Given text:
━━━━━━━━━━━━━━━━

Adjusted practice scores also differed across communities (Table 3). Compared with Community 1 (reference), Communities 2, 4, and 7 had higher preventive practice scores after adjustment (all p < 0.01), whereas the remaining community contrasts were not statistically significant. Sex and age group were not associated with preventive practices in this model (p > 0.05 for all).
Non-linearity of the knowledge–practice relationship was evaluated by comparing a linear term versus a penalized spline for knowledge; the spline did not improve model fit meaningfully, so the linear specification was retained for parsimony (Fig. 1 shows the resulting monotonic increase).
3.3. Principal component analysis
Principal component analysis (PCA) of the 18 dichotomized items identified two main behavioral dimensions (PC1 and PC2), explaining 18.9% and 12.9% of the variance, respectively (cumulative 31.8%). PC1 was defined by core prevention behaviors and knowledge items (e.g., testing pork for Trichinella before consumption, eating pork well-cooked, cleaning the pig feeding area, and basic etiologic/transmission knowledge) and was interpreted as the Trichinellosis Prevention Axis (TPA) (Fig. 2; Supplementary Fig. S2). PC2 was primarily defined by items reflecting food-preparation misconceptions, particularly beliefs and practices involving lemon juice and smoking (Fig. 2; Supplementary Fig. S2). For interpretability, PC2 was oriented so that higher values indicate greater endorsement of food-preparation misconceptions (i.e., a lower probability of rejecting these myths) and was labeled the Food-Preparation Misconceptions Axis (FPMA).

━━━━━━━━━━━━━━━━

Exercise data:
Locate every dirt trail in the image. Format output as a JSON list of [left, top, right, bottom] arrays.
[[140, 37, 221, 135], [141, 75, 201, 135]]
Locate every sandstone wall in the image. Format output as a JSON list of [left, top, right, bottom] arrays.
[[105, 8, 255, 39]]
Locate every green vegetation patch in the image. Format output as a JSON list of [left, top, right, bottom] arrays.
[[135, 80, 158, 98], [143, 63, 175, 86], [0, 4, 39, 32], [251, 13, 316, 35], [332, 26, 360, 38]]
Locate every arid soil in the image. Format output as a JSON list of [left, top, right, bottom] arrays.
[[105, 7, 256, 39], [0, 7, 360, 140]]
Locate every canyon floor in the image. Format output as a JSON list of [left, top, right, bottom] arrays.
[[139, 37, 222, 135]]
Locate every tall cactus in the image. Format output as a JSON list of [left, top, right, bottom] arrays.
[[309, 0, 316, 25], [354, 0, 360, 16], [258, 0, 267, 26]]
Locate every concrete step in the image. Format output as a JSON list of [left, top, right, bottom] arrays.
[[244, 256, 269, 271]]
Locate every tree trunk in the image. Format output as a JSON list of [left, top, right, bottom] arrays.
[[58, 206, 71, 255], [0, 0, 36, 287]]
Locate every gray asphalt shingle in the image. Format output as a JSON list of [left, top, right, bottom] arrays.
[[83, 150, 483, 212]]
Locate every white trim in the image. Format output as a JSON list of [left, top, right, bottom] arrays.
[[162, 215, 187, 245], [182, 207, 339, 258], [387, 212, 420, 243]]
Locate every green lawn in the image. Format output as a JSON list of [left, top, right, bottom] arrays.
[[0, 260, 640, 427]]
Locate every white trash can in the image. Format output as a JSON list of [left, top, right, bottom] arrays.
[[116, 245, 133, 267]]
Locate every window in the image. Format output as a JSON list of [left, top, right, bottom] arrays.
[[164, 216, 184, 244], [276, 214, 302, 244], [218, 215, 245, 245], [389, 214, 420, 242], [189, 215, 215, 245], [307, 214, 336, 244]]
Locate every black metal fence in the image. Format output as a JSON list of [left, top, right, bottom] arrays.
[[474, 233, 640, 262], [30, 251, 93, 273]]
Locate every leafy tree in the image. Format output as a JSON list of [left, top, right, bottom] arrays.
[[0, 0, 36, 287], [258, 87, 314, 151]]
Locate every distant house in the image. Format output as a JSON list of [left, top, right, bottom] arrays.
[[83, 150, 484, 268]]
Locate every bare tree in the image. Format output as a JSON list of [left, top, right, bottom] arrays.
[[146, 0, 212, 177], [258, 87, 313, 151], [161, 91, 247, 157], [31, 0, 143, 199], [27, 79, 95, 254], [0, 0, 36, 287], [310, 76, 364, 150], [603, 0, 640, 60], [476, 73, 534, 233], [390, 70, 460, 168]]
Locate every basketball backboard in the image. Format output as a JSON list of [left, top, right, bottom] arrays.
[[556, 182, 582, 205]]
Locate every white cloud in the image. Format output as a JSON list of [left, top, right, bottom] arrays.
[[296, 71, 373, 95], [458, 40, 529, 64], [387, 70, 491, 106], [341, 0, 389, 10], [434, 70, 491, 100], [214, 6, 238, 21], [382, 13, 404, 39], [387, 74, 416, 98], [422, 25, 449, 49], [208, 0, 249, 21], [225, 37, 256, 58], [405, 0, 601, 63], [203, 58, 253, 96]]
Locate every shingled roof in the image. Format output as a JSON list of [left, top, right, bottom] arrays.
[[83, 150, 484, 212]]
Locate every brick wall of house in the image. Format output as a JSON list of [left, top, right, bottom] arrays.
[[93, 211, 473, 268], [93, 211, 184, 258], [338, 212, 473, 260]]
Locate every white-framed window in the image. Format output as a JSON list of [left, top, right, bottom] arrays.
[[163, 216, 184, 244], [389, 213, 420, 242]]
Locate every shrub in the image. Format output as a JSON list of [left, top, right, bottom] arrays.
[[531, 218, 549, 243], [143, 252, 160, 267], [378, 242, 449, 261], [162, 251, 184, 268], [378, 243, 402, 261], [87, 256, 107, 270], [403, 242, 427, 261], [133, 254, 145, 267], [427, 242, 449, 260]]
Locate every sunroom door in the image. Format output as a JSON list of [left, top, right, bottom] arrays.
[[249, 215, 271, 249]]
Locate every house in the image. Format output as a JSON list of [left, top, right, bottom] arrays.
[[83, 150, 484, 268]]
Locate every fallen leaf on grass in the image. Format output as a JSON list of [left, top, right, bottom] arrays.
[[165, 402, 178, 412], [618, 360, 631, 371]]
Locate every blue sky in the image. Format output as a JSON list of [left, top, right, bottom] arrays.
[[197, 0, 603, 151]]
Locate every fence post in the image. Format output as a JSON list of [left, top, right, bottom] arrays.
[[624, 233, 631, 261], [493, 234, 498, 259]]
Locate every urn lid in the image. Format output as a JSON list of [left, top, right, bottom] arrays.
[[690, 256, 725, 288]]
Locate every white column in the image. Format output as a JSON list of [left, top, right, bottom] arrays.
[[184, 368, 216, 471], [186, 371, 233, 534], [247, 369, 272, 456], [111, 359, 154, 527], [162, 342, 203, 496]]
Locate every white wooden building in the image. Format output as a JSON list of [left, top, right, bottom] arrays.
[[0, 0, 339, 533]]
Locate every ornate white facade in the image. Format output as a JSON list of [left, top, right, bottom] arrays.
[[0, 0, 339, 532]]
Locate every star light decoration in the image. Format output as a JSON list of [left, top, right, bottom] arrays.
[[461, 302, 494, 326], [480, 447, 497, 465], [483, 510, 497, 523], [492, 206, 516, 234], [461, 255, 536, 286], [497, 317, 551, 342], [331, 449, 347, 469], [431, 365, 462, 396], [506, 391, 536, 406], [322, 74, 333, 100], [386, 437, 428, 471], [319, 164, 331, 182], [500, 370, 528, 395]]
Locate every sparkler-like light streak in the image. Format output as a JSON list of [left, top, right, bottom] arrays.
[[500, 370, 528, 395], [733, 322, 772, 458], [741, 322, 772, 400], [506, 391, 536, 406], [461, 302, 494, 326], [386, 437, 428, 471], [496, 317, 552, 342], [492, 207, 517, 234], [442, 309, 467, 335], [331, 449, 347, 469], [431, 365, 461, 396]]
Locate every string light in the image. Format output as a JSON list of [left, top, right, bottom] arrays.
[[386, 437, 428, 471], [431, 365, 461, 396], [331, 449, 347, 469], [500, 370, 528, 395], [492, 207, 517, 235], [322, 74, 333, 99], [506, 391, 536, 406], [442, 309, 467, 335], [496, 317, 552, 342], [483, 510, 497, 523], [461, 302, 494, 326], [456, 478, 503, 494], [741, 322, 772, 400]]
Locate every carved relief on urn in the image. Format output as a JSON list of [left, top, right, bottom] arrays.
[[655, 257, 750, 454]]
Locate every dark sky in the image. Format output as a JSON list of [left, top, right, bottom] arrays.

━━━━━━━━━━━━━━━━

Problems to work on:
a – In the trichinellosis survey text, what percentage of the variance did PC1 explain?
b – Extend the trichinellosis survey text, picking up right after its final sentence.

Answers for each item:
a – 18.9%

b –
Fig. 2.
Variable contributions to the first two principal components (PC1 and PC2). Bars show the percentage contribution (based on squared loadings) of each dichotomized item to PC1 (left) and PC2 (right). The dashed vertical line indicates the average expected contribution if all items contributed equally (5.56%). Items with contributions above this line most strongly define each axis.
Because contributions are based on squared loadings, this figure indicates importance but not the direction (sign) of the relationship; axis orientation is therefore clarified using the PCA loading map (Supplementary Fig. S2). PC1 was interpreted as the Trichinellosis Prevention Axis (TPA). PC2 was interpreted as the Food-Preparation Misconceptions Axis (FPMA) and oriented so that higher values indicate greater endorsement of food-preparation misconceptions.
3.4. Differences in PCA axes across communities and demographic groups
3.4.1. Trichinellosis Prevention Axis (TPA; PC1)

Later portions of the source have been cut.